**STATED PROBLEM**
Repeat, exactly and completely, the material that follows. Omit the pictures.

[Photo-based point labeling data]
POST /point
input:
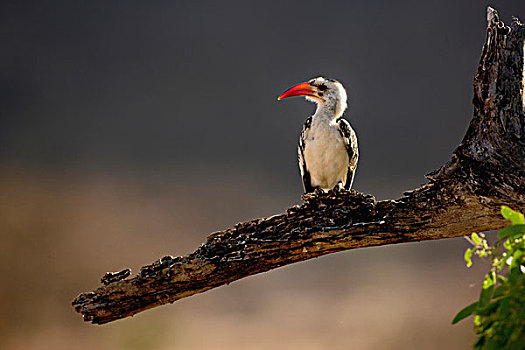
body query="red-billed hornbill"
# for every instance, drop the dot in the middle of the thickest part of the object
(328, 145)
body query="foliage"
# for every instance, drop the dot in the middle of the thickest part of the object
(500, 311)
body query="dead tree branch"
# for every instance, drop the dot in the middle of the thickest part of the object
(463, 196)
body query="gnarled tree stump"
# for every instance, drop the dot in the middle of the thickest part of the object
(486, 171)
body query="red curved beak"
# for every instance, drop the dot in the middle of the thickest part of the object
(302, 89)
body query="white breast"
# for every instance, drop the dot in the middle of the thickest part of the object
(325, 155)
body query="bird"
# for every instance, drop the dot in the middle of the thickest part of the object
(328, 151)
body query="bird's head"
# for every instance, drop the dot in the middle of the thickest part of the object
(327, 93)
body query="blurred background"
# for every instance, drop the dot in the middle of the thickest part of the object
(130, 130)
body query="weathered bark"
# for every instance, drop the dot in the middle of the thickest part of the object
(464, 195)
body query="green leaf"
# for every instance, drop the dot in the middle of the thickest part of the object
(498, 292)
(475, 238)
(465, 312)
(515, 217)
(511, 231)
(468, 257)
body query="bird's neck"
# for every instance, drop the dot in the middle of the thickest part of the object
(328, 112)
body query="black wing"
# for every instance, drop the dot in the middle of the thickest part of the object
(351, 147)
(307, 184)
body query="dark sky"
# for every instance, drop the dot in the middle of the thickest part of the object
(109, 84)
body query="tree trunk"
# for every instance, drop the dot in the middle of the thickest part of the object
(486, 171)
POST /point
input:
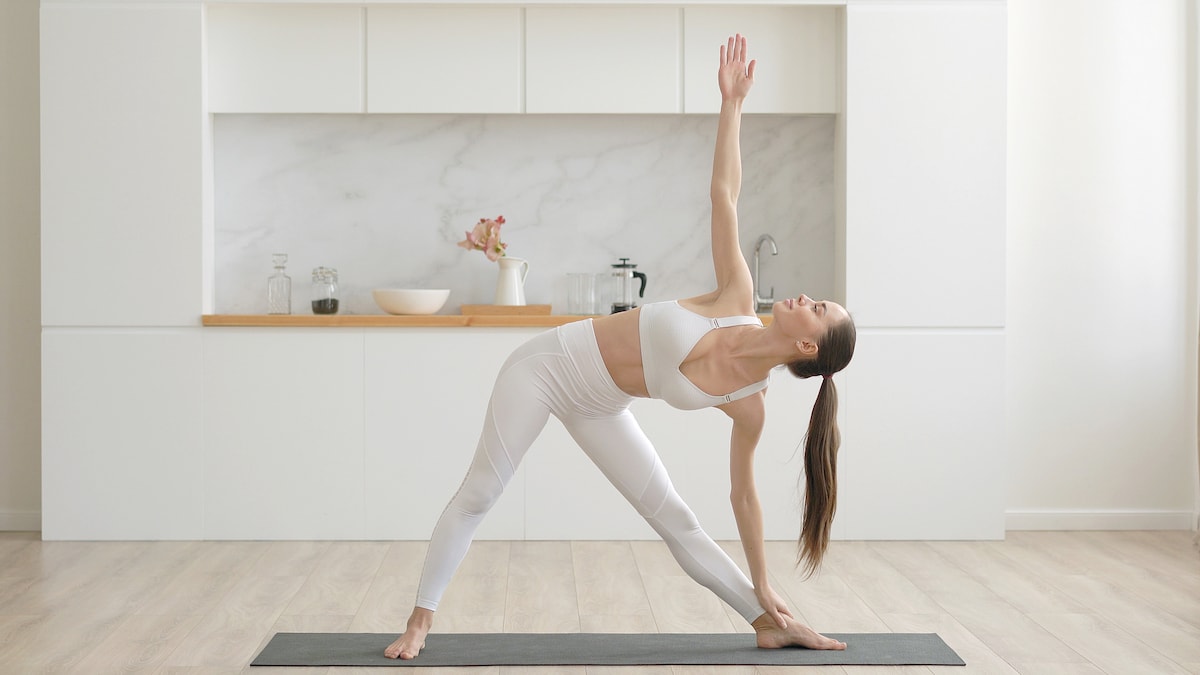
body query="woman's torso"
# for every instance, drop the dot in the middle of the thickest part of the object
(709, 365)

**PROBLEM SOLUTION**
POST /point
input:
body query="red-billed hornbill"
# for every instance, drop the dot in the middle of the thickest part of the object
(328, 145)
body query="foliage"
# for every instance, drop the dot in the middle of the thickest part of the object
(500, 311)
body query="dead tree branch"
# for every instance, drop the dot in the middle of the thickest part of the object
(463, 196)
body query="gnarled tree stump"
# for every instance, drop the dot in the middle of the thickest part of the object
(486, 171)
body query="red curved beak"
# for every instance, drop the dot in the middle of the thickest part of the object
(302, 89)
body query="white breast"
# for every instance, drop the dot in the middle of the thickest part of the object
(325, 155)
body query="bird"
# for every instance, drop the dot in the middle of the thickest part of the object
(328, 151)
body query="bird's head"
# for every instance, drop the dot in the middle of the thickest part of the object
(327, 93)
body query="blurred background"
# for every instance, drop the dot in the middle of the thickest part of the object
(130, 130)
body query="weathered bark"
# for every instance, drop the dot in the middle of the thickest part of the object
(464, 195)
body query="green leaf"
# for every instance, drop the dot in the middle of the thickest part of the object
(498, 292)
(475, 238)
(465, 312)
(515, 217)
(511, 231)
(468, 257)
body query="bird's neck"
# for every instance, drop the dot in the middle of the thickest part of the object
(328, 112)
body query="black wing"
# for every instance, drop the dot in the middle of the thickest part of the object
(351, 147)
(307, 184)
body query="dark sky"
# for every instance, drop the dot in the middle of the thickest part of the object
(109, 84)
body query="tree trunk"
# for every instance, drop the dot in the middle of the thickest part of the object
(486, 171)
POST /point
input:
body query="woman's torso"
# for every instance, drop the dot in the middle of the thickest part of the object
(709, 365)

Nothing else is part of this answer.